* _WHAT IS BEING ASKED_: Copy out the following lines word for word, leaving out the pictures.

* _LISTED RECORDS_:
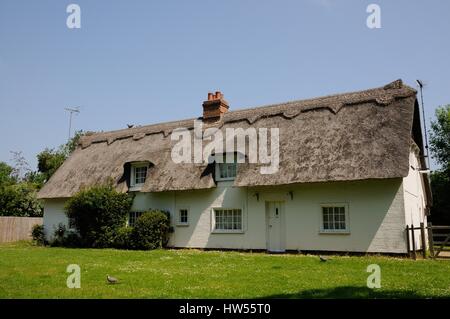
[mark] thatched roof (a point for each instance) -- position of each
(351, 136)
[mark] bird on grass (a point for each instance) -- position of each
(111, 280)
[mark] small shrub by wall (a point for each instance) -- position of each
(97, 214)
(151, 230)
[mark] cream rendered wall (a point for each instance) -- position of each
(414, 196)
(376, 215)
(54, 215)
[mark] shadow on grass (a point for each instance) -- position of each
(349, 292)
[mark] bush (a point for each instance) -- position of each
(38, 234)
(123, 239)
(98, 213)
(65, 238)
(151, 230)
(19, 200)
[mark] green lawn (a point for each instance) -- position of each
(27, 271)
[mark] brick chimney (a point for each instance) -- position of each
(214, 107)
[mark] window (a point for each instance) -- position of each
(138, 175)
(132, 217)
(183, 218)
(72, 223)
(334, 219)
(226, 171)
(228, 220)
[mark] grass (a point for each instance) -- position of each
(28, 271)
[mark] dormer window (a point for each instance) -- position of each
(138, 175)
(225, 171)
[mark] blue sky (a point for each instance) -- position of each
(145, 62)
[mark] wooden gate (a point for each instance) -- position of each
(438, 240)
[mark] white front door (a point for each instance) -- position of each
(274, 222)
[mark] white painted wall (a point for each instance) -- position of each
(414, 196)
(376, 215)
(53, 216)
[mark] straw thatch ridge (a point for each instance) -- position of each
(351, 136)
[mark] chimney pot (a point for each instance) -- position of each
(214, 107)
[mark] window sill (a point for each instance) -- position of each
(135, 188)
(334, 232)
(228, 232)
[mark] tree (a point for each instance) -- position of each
(17, 197)
(440, 137)
(6, 175)
(19, 200)
(440, 179)
(49, 160)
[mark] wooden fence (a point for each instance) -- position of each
(17, 228)
(436, 237)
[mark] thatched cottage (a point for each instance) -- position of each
(350, 177)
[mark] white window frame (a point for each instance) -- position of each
(71, 223)
(227, 231)
(335, 231)
(133, 184)
(179, 222)
(137, 215)
(217, 168)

* _FINAL RESULT_:
[mark] thatched roof (a point for each instance) -- position of each
(351, 136)
[mark] bird on grass (a point for each instance) -- position of each
(111, 280)
[mark] small shrub by wall (a point for each instance) -- position of each
(97, 214)
(151, 230)
[mark] cream rendered wall (a point for each instance) -- position of each
(414, 196)
(376, 215)
(54, 215)
[mark] shadow on grass (a point for each instance) -- position of each
(349, 292)
[mark] bush (a point for each instance) -- position of each
(38, 234)
(123, 239)
(98, 213)
(65, 238)
(151, 230)
(19, 200)
[mark] green lawn (a point for each instance) -- position of each
(27, 271)
[mark] brick chimney (a point for each instance) -- position of each
(214, 107)
[mark] window (a point for each instance) -- position of each
(138, 175)
(132, 217)
(183, 218)
(72, 223)
(334, 219)
(226, 171)
(228, 220)
[mark] grass (a point for each instance) -- position of each
(28, 271)
[mark] dormer window (a point for each instance) -- position of each
(138, 175)
(225, 171)
[mark] blue sky (a point for each instance) -- position of each
(145, 62)
[mark] wooden gate (a point for each instance) -- position of each
(438, 240)
[mark] white front door (a point for each instance) -- position of each
(274, 222)
[mark] white painted wall (a point for each instance) -- position of each
(414, 196)
(376, 215)
(53, 216)
[mark] straw thatch ridge (a point for each instance) -- position of each
(351, 136)
[mark] chimney pot (a point for each instance) -- position of each
(214, 107)
[mark] window sill (a point for each instance) -- position of each
(135, 188)
(334, 232)
(228, 232)
[mark] tree (a point for each instance) -- position of each
(17, 197)
(440, 137)
(6, 175)
(19, 200)
(440, 179)
(49, 160)
[mark] wooden fence (a point for each instance) -- position of each
(17, 228)
(436, 237)
[mark] thatched cottage (a point for each instance) -- position of each
(350, 177)
[mark] white window frame (a point for each instance) -- position of each
(71, 223)
(227, 231)
(335, 231)
(133, 184)
(179, 222)
(137, 215)
(217, 168)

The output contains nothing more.